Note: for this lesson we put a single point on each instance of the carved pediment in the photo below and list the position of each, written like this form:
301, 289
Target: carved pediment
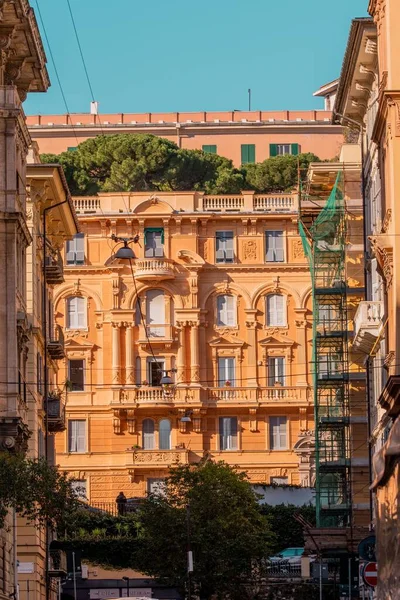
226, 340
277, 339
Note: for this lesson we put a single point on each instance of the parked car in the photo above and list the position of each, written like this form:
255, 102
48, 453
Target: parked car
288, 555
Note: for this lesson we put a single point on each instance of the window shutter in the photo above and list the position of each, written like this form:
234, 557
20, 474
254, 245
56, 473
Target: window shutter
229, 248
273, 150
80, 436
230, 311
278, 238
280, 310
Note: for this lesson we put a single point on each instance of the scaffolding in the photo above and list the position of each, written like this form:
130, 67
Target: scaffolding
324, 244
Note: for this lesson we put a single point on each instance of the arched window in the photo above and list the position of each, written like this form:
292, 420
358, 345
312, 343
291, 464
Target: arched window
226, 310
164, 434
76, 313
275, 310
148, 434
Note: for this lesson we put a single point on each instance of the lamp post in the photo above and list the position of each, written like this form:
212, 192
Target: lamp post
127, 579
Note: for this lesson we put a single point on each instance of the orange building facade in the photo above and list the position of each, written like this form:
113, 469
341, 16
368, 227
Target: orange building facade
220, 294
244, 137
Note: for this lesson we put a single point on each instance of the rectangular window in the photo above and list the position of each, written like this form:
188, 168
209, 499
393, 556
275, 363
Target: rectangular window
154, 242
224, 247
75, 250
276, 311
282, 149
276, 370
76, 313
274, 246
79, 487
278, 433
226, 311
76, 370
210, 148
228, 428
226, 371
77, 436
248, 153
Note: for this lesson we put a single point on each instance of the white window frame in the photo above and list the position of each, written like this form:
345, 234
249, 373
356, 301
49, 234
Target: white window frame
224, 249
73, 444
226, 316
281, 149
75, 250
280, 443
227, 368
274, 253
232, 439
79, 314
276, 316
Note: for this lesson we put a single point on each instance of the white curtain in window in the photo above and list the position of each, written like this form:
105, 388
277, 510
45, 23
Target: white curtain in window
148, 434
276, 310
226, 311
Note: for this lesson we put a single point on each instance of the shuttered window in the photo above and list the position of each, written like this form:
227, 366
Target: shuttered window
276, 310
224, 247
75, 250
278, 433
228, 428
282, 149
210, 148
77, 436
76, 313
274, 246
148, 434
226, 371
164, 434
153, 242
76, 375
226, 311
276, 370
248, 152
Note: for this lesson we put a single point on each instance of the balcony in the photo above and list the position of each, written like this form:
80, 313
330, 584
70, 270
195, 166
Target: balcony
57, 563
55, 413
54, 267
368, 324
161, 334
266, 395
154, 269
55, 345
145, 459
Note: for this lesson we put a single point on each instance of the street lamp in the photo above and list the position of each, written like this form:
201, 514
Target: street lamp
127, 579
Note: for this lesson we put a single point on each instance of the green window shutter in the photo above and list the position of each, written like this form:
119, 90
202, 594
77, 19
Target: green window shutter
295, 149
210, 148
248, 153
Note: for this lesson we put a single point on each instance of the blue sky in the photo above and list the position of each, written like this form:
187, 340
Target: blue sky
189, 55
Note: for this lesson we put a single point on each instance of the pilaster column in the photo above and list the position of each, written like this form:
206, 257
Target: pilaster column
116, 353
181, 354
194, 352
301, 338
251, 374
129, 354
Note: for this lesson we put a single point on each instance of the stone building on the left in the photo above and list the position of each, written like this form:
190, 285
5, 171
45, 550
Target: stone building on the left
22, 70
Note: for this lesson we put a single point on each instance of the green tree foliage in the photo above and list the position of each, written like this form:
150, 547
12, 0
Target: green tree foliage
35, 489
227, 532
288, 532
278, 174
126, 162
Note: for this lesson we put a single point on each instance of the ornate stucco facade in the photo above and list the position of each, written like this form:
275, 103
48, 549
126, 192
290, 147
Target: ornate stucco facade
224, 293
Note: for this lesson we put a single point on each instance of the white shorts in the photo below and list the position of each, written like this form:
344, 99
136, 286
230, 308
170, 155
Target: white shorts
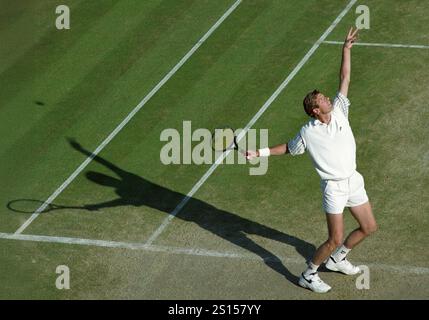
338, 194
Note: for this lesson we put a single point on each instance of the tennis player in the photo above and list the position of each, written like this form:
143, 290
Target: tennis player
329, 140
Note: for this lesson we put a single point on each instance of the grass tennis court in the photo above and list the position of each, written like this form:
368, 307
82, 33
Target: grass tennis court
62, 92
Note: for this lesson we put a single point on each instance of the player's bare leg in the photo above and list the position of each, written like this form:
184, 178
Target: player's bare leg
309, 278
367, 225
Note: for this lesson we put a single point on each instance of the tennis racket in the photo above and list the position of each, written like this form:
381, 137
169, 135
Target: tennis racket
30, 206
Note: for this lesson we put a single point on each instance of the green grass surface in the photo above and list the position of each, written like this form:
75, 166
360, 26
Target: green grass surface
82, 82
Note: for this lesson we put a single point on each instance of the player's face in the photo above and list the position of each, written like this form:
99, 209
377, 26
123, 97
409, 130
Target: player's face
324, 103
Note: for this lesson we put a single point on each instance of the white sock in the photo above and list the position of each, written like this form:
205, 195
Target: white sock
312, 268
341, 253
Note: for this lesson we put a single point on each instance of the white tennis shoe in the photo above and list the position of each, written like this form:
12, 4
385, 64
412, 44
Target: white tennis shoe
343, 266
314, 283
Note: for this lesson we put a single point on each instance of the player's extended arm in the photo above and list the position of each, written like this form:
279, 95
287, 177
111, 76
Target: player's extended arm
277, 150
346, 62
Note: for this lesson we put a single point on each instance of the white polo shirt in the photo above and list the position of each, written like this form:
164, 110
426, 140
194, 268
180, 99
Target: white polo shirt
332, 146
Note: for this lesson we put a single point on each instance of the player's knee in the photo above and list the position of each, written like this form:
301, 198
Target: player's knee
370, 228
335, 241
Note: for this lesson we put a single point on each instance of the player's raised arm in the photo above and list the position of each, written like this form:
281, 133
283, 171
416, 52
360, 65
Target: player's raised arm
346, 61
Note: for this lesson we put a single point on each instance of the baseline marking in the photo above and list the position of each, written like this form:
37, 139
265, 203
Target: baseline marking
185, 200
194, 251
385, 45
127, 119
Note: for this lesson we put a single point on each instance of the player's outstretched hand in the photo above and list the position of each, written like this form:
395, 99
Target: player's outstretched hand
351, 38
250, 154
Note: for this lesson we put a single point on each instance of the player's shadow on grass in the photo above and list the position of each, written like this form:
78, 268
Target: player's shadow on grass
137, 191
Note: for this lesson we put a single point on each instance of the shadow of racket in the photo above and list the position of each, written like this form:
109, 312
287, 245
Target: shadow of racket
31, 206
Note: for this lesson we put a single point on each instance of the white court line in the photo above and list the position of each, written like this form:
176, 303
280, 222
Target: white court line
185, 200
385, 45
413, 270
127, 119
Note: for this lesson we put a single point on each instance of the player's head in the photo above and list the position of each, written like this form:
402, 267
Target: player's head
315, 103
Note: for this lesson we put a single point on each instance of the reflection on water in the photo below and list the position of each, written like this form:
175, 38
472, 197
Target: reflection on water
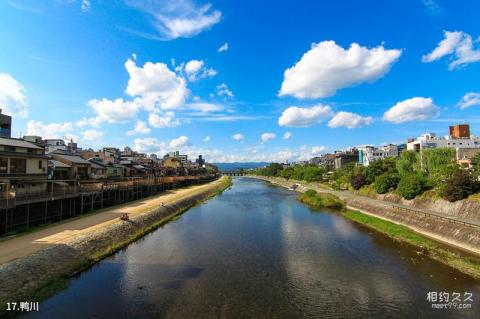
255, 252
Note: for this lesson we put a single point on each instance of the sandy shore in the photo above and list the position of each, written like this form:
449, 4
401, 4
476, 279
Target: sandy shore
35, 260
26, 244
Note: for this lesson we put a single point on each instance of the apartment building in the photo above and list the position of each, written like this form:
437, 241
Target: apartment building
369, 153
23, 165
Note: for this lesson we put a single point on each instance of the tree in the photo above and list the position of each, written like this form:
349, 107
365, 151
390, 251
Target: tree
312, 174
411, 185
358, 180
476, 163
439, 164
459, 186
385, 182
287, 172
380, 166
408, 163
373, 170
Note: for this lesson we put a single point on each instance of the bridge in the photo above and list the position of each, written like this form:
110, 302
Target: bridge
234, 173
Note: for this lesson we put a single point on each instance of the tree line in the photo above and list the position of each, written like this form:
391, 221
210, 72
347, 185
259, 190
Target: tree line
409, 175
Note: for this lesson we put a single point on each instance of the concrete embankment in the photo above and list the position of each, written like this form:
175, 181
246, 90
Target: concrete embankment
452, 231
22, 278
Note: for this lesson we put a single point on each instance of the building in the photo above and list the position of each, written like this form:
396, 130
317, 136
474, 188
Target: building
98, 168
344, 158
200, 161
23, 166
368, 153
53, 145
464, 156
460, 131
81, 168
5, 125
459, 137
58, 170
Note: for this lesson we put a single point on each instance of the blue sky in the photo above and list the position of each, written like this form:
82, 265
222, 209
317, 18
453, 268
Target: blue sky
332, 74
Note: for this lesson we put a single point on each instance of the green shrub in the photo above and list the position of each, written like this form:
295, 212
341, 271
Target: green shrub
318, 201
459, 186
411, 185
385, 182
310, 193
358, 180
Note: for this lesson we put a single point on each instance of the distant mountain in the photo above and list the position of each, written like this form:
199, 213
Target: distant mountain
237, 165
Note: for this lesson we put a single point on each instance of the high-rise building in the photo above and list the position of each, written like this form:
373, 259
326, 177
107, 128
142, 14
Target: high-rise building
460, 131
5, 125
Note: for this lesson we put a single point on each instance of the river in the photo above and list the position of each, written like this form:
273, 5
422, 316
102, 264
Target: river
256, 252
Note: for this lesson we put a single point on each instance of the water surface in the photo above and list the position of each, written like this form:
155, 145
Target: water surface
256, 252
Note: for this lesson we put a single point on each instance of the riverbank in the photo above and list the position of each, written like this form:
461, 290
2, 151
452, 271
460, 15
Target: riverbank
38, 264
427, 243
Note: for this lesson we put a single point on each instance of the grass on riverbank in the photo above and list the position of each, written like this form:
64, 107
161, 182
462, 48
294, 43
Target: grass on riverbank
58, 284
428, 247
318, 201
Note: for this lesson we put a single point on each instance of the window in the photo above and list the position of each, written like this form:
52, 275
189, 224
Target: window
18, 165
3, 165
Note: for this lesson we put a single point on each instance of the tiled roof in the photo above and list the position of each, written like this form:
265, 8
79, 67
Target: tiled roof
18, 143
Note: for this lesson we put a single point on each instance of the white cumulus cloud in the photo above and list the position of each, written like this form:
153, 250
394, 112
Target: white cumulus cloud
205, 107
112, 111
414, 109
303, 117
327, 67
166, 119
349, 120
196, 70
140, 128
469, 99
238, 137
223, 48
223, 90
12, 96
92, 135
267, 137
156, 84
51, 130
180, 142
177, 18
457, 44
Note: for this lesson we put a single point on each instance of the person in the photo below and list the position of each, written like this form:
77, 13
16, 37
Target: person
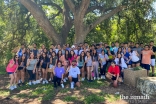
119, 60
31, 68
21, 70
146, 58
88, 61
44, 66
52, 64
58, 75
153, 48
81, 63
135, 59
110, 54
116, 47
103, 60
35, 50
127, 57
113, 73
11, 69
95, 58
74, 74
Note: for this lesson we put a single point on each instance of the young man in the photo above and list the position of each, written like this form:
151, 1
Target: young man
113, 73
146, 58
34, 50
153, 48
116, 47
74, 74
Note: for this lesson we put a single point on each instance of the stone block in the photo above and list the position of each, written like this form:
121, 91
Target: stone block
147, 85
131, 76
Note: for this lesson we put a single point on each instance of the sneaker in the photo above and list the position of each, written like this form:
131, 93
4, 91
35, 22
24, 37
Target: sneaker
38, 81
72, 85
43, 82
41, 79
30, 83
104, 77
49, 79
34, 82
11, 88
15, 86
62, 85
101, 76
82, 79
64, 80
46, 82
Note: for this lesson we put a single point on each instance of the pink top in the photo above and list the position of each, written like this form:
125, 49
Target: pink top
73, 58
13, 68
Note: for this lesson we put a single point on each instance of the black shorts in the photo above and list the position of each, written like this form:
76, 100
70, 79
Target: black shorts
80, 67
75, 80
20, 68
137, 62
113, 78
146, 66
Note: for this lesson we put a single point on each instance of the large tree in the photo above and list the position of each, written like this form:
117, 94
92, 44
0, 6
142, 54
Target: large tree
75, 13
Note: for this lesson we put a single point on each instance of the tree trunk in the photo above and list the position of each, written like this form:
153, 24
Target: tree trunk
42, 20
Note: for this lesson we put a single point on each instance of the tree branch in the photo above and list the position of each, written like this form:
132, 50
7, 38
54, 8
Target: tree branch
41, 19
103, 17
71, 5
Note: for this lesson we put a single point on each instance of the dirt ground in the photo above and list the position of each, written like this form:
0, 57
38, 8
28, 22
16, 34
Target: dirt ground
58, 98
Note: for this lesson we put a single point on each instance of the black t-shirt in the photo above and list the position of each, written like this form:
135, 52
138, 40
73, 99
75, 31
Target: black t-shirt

▶ **WORK INSTRUCTION**
Among the lines above, find those with the word "below" and list them.

▶ **ANSWER TO THIS PROBLEM**
Note: for this lesson we put a single point on each instance of the carved pediment in the photo below and list the position of each, written like this form:
Note: for this lesson we put a single point on each instance of the white shorts in the photo below and list the position of each, written like this form:
Note: for this lesson we put a single point on each instance of the reflection on water in the photo below and list the position of each, written like this form:
Note: for this lesson we put a single point on each instance of the person in the photo below and list the position of each, written like this form:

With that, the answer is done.